TASK 1:
In the forum thread, what does Keleth assume Sonny has already tried as regular debugging?
TASK 2:
Please quote the forum thread word for word, starting at "SELECT SUM(hrs) AS hr_total" and ending at "what you expect?".

I'm trying to add up all the numbers and display the total from a field named hrs
I tried this below but does not work, can someone show how to accomplish this?.
its to be displayed inside my php code.


SELECT SUM(hrs) AS hr_total FROM $db_table WHERE year = $year


Thanks
Sonny

Keleth
01-31-2012, 05:26 PM
The query looks fine. I assume you've tried the regular debugging of echoing the query to make sure it looks right?

If you remove SUM(hrs) and replace with hrs, does the query give you back what you expect?

sonny
02-01-2012, 12:32 AM
Hi, can someone show what I'm doing wrong this does not work
trying to add all numbers in the hrs field and display the total.


$year=$_POST['year'];
$table="test";
$result = mysql_query("SELECT SUM(hrs) AS total FROM $table WHERE year='$year'");
while($row = mysql_fetch_assoc($results))
{
//$total=$row['total'];
$total=$row['hrs'];
echo $total;
}

Thanks
Sonny

BluePanther
02-01-2012, 12:54 AM
Hi, can someone show what I'm doing wrong this does not work
trying to add all numbers in the hrs field and display the total.


$year=$_POST['year'];
$table="test";
$result = mysql_query("SELECT SUM(hrs) AS total FROM $table WHERE year='$year'");
while($row = mysql_fetch_assoc($results))

DATASET CONTENT:

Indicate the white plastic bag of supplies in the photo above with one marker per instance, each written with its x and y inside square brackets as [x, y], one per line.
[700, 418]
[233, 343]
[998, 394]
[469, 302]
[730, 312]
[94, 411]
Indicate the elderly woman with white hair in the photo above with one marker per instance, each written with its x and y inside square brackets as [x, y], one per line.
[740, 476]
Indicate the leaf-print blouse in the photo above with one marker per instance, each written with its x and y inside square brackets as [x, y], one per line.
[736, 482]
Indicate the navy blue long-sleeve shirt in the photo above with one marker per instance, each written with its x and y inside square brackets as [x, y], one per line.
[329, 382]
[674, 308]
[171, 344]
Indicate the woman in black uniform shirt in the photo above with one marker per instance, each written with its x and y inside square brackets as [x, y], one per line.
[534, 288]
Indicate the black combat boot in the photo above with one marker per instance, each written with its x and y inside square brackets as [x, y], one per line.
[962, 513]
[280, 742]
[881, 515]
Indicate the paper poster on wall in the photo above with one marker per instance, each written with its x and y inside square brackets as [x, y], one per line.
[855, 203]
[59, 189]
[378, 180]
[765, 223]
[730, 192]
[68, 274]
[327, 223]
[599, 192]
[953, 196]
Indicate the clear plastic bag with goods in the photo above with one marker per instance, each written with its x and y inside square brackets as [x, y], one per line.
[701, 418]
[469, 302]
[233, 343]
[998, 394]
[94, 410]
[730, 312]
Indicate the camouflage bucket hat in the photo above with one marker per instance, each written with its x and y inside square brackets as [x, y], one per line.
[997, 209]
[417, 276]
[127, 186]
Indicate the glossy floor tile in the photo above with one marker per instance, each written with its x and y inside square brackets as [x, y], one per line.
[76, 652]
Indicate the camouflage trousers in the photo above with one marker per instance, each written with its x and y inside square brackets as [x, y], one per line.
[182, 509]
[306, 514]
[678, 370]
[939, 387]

FULL RESPONSE 1:
Echoing the query to make sure it looks right.

FULL RESPONSE 2:
SELECT SUM(hrs) AS hr_total FROM $db_table WHERE year = $year


Thanks
Sonny

Keleth
01-31-2012, 05:26 PM
The query looks fine. I assume you've tried the regular debugging of echoing the query to make sure it looks right?

If you remove SUM(hrs) and replace with hrs, does the query give you back what you expect?